ENTRIES PROVIDED:

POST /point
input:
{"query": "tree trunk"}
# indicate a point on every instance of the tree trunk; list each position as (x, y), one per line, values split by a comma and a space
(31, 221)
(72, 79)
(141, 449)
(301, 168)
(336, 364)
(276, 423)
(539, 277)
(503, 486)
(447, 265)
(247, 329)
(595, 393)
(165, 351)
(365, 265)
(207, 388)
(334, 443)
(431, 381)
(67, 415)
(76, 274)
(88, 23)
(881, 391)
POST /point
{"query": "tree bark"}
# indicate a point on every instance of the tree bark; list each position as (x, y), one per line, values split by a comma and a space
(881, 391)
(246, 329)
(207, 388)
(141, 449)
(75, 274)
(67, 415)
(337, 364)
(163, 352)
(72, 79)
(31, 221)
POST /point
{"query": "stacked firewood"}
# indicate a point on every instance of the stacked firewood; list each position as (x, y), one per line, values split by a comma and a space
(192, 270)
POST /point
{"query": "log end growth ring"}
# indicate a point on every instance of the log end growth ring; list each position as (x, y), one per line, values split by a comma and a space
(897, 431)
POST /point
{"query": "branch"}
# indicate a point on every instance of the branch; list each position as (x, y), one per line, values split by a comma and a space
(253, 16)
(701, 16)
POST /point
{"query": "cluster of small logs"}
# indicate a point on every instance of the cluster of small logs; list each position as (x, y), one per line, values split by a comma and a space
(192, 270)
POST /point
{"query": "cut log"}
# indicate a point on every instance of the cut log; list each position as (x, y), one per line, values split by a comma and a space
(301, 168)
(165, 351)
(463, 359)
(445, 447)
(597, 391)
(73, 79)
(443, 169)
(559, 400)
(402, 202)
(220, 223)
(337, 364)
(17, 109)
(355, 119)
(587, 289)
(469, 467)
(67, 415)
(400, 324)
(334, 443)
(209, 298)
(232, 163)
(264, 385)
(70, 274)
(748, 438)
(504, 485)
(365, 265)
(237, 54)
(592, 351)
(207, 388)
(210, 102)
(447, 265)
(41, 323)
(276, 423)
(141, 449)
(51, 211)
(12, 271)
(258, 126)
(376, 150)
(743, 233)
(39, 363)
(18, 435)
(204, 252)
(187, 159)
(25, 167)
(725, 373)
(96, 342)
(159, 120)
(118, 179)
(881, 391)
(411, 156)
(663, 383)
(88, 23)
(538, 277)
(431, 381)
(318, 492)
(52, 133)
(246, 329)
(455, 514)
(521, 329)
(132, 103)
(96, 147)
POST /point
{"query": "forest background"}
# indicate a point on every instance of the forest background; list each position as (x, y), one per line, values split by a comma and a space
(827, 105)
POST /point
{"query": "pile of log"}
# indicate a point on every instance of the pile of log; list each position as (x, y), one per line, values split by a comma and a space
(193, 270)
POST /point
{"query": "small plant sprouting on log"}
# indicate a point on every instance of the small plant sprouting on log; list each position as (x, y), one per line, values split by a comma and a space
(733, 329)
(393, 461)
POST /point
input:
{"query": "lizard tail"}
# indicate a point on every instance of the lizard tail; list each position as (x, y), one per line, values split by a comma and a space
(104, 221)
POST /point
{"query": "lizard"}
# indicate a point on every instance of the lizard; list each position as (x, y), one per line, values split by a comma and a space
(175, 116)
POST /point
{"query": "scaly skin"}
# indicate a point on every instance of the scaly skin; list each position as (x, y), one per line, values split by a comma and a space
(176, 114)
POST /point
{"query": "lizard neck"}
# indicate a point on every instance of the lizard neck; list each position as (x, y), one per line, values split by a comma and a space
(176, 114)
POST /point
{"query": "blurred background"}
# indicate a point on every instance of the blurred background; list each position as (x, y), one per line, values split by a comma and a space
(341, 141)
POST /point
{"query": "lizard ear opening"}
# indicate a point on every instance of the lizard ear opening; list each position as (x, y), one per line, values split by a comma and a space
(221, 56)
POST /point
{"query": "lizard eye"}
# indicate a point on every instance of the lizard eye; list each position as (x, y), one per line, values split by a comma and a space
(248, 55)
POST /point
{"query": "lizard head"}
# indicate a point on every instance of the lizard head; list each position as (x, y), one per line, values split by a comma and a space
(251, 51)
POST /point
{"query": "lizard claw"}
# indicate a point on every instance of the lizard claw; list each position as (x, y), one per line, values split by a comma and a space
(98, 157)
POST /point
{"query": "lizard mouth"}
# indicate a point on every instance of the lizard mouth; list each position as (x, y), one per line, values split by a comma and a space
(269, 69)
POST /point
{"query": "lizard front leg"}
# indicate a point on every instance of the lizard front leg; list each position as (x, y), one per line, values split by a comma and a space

INSTRUCTIONS TO FOLLOW: Copy every line exactly. Leave nothing out.

FULL OUTPUT:
POST /point
input:
{"query": "tree trunk"}
# indicate a point on every instance of the tree trunk; list each position as (x, y), one per line, values split by a comma and a space
(31, 221)
(72, 79)
(141, 449)
(301, 168)
(336, 364)
(276, 423)
(539, 277)
(503, 486)
(447, 265)
(247, 329)
(595, 393)
(165, 351)
(365, 265)
(207, 388)
(334, 443)
(431, 381)
(67, 415)
(76, 274)
(88, 23)
(881, 391)
POST /point
{"query": "tree bark"}
# indicate a point on every instance of the tree bark; list each position as (x, y), one per line, values split by a comma and a space
(881, 391)
(246, 329)
(207, 388)
(141, 449)
(75, 274)
(67, 415)
(337, 364)
(163, 352)
(72, 79)
(31, 221)
POST /point
{"query": "stacked firewood"}
# indicate a point on every instance of the stacked firewood; list each position as (x, y), one per line, values split by a comma and a space
(192, 270)
POST /point
{"query": "log end growth ring"}
# indicate a point on every instance of the log end growth ring; list each position as (x, y), one per line, values split by a comma and a space
(897, 431)
POST /point
{"query": "branch"}
# indicate a point on every instance of the branch; list each position as (x, y), one per line, values split by a comma and a space
(253, 16)
(701, 16)
POST /point
{"query": "cluster of small logs"}
# indicate a point on every instance of the cluster of small logs; list each position as (x, y), one per line, values split by a comma and a space
(192, 270)
POST /point
{"query": "cut log"}
# indicate a point on every instance of the cut log; list each position as (x, y), one per line, values split by a comma and a space
(301, 168)
(165, 351)
(463, 359)
(445, 447)
(597, 391)
(73, 79)
(443, 169)
(559, 400)
(402, 202)
(220, 223)
(337, 364)
(17, 109)
(355, 119)
(587, 289)
(469, 467)
(67, 415)
(400, 324)
(334, 443)
(209, 298)
(232, 163)
(264, 385)
(70, 274)
(748, 438)
(504, 485)
(365, 265)
(237, 54)
(592, 351)
(207, 388)
(210, 102)
(447, 265)
(41, 323)
(276, 423)
(141, 449)
(51, 211)
(12, 271)
(258, 126)
(376, 150)
(743, 233)
(39, 363)
(18, 435)
(204, 252)
(187, 159)
(25, 167)
(725, 373)
(96, 342)
(159, 120)
(118, 179)
(881, 391)
(411, 156)
(663, 383)
(88, 23)
(538, 277)
(431, 381)
(318, 492)
(52, 133)
(246, 329)
(455, 514)
(521, 329)
(132, 103)
(96, 147)
POST /point
{"query": "forest background"}
# indicate a point on every instance of the forest background; list each position as (x, y), one per line, values split by a comma and a space
(827, 105)
POST /point
{"query": "pile of log"}
# indicate a point on every instance of the pile of log; list each position as (x, y), one per line, values split by a comma and a space
(193, 270)
POST /point
{"query": "small plant sprouting on log"}
# indicate a point on every instance of the small plant sprouting on log; list each position as (x, y), one per line, values split by a comma and a space
(733, 329)
(393, 461)
POST /point
input:
{"query": "lizard tail"}
# indicate a point on every instance of the lizard tail; list each position as (x, y), one per line, values split by a comma and a space
(104, 221)
POST /point
{"query": "lizard"}
# indicate a point on every instance of the lizard; list each position as (x, y), one per line, values split by a comma and a space
(175, 116)
POST /point
{"query": "scaly skin"}
# indicate a point on every instance of the scaly skin; list each position as (x, y), one per line, values split by a comma and a space
(176, 114)
POST /point
{"query": "lizard neck"}
# indicate a point on every instance of the lizard neck; list each position as (x, y), one per line, values split by a comma and a space
(176, 114)
POST /point
{"query": "blurred background"}
# indicate a point on every instance of the blurred background; list each position as (x, y), one per line, values split by a comma and a space
(341, 141)
POST /point
{"query": "lizard ear opening"}
# indicate a point on every instance of the lizard ear opening; list each position as (x, y), one per line, values split by a comma and a space
(221, 56)
POST /point
{"query": "lizard eye"}
# indicate a point on every instance of the lizard eye; list each position as (x, y), one per line, values split by a comma and a space
(248, 55)
POST /point
{"query": "lizard head"}
# indicate a point on every instance of the lizard head; list each position as (x, y), one per line, values split by a comma and a space
(251, 51)
POST /point
{"query": "lizard claw"}
# indicate a point on every instance of the lizard claw; list each position as (x, y), one per line, values split by a comma and a space
(98, 157)
POST /point
{"query": "lizard mouth"}
# indicate a point on every instance of the lizard mouth; list each position as (x, y), one per line, values split by a comma and a space
(269, 69)
POST /point
{"query": "lizard front leg"}
# indicate a point on every instance of the lizard front leg; list each position as (x, y), one per line, values split by a comma and a space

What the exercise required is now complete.